• **ARBEITSAUFTRAG A**
In wie vielen Zeilen der Datensätze kommt die Zeichenfolge „positive“ vor, wenn Groß- und Kleinschreibung zählt? Nenne nur die Zahl.
++++++++++
Berlin. Heute Abend treffen vier Spitzenkandidaten im TV-Quadrell aufeinander. Können solche Shows Wahlen entscheiden? Ein Blick in die Geschichte.
- Vier Kanzlerkandidaten treffen heute im TV-Quadrell aufeinander: Olaf Scholz, Friedrich Merz, Alice Weidel und Robert Habeck
- Die Diskussionen sind fester Bestandteil des Wahlkampfes und können diesen prägen
- Doch wie groß ist der Einfluss wirklich? Ein Blick in die Vergangenheit
Noch nie traten zu einer Wahl in Deutschland so viele Kanzlerkandidatinnen und -kandidaten an wie bei der bevorstehenden im Februar. Friedrich Merz (CDU) und Olaf Scholz (SPD), Robert Habeck (Grüne), Alice Weidel (AfD) und auch Sahra Wagenknecht (BSW) erheben mit diesem Titel den Anspruch auf besondere Beachtung im Wahlkampf, so unwahrscheinlich die Berufung ins Kanzleramt auch ist, je weiter hinten sie in dieser Reihe stehen.
++++++++++
• **ARBEITSAUFTRAG B**
Was steht im Text zum TV-Quadrell?
(i) Wie viele Spitzenkandidaten treffen heute Abend im TV-Quadrell aufeinander?
(ii) Wovon sind die Diskussionen ein fester Bestandteil?
(iii) In welchem Monat findet die bevorstehende Wahl statt?

• **DATENSATZAUSZÜGE**
++++++++++
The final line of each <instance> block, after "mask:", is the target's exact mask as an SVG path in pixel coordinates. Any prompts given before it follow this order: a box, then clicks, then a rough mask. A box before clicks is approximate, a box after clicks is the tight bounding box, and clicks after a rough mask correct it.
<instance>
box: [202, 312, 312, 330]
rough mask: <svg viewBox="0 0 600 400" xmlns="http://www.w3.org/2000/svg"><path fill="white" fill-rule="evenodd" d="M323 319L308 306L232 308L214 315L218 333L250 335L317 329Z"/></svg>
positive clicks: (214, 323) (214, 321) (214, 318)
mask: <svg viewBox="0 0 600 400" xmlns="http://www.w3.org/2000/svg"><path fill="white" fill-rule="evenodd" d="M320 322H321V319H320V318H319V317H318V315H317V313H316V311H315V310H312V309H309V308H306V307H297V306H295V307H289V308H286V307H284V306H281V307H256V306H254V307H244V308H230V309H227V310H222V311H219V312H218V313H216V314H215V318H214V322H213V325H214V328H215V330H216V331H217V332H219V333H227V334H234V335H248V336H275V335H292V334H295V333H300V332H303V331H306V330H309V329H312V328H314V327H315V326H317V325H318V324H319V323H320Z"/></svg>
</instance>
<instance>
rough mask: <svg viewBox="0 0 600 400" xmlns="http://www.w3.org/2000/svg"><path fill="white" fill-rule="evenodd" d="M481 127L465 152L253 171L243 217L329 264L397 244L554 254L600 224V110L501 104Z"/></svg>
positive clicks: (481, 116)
++++++++++
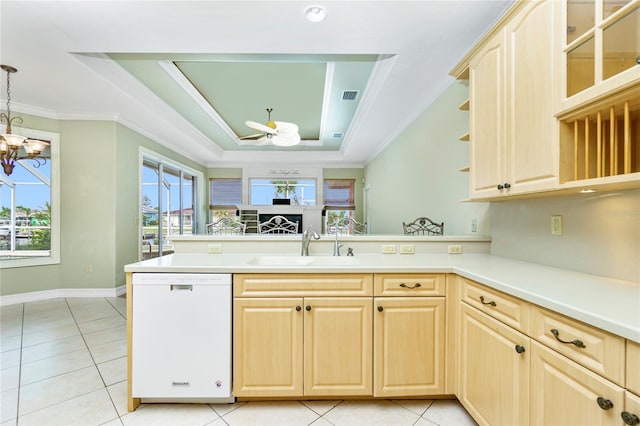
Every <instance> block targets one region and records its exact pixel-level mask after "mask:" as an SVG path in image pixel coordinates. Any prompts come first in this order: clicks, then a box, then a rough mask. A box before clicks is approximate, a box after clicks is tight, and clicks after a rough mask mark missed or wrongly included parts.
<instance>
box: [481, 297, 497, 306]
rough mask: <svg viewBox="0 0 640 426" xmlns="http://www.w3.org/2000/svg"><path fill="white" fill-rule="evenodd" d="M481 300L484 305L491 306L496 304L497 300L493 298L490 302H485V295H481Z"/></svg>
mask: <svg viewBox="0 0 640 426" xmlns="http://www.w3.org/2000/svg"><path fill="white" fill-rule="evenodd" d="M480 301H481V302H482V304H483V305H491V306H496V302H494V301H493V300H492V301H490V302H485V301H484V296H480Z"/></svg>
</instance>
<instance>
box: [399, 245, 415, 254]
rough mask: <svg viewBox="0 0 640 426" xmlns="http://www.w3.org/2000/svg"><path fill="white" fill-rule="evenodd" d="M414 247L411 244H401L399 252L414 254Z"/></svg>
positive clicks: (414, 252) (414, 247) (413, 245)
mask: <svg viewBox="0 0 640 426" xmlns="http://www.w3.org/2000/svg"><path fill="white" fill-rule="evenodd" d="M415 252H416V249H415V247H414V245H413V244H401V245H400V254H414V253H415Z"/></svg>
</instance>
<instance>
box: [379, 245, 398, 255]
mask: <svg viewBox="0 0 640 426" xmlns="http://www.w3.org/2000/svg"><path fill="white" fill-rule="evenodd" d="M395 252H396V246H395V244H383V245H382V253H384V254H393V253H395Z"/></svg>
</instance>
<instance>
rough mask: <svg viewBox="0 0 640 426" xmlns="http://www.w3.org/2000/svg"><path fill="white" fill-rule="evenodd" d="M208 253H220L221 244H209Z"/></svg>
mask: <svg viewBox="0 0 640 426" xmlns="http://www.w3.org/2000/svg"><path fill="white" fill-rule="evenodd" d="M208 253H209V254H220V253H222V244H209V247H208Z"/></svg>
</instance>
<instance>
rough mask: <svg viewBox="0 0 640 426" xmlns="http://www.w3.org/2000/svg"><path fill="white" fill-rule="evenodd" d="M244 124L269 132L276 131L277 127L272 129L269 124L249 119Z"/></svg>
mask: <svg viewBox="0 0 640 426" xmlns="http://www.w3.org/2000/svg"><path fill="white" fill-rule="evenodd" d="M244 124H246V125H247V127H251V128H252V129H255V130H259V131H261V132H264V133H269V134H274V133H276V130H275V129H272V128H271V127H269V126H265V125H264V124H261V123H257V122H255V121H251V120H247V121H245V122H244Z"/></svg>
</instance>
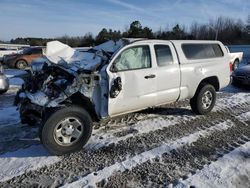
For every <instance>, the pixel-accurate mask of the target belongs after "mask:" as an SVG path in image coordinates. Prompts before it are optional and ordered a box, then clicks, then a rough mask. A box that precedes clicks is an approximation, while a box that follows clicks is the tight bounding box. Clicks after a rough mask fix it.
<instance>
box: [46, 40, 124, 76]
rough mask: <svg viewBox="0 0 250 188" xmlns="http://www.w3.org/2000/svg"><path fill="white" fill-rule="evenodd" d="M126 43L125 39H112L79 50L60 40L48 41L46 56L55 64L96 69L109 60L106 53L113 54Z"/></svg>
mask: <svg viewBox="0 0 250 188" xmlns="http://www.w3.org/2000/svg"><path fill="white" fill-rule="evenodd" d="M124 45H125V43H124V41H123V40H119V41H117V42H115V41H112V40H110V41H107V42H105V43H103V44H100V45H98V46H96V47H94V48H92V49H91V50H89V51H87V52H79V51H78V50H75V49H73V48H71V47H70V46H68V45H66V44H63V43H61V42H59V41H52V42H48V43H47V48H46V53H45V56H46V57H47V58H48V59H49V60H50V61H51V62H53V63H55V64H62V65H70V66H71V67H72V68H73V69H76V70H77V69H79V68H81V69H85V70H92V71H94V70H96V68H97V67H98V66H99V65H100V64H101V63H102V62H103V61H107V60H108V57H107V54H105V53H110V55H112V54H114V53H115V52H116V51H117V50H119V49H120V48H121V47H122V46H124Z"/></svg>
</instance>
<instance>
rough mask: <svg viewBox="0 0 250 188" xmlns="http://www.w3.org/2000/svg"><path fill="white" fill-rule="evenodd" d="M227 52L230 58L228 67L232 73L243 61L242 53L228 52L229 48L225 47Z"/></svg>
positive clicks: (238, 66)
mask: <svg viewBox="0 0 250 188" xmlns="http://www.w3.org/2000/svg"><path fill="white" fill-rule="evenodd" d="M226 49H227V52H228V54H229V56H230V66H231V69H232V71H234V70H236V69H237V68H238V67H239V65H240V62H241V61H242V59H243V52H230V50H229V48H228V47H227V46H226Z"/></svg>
++++++++++
• **ANTWORTFELD A**
4

• **ANTWORTFELD B**
(i) Vier
(ii) Des Wahlkampfes
(iii) Im Februar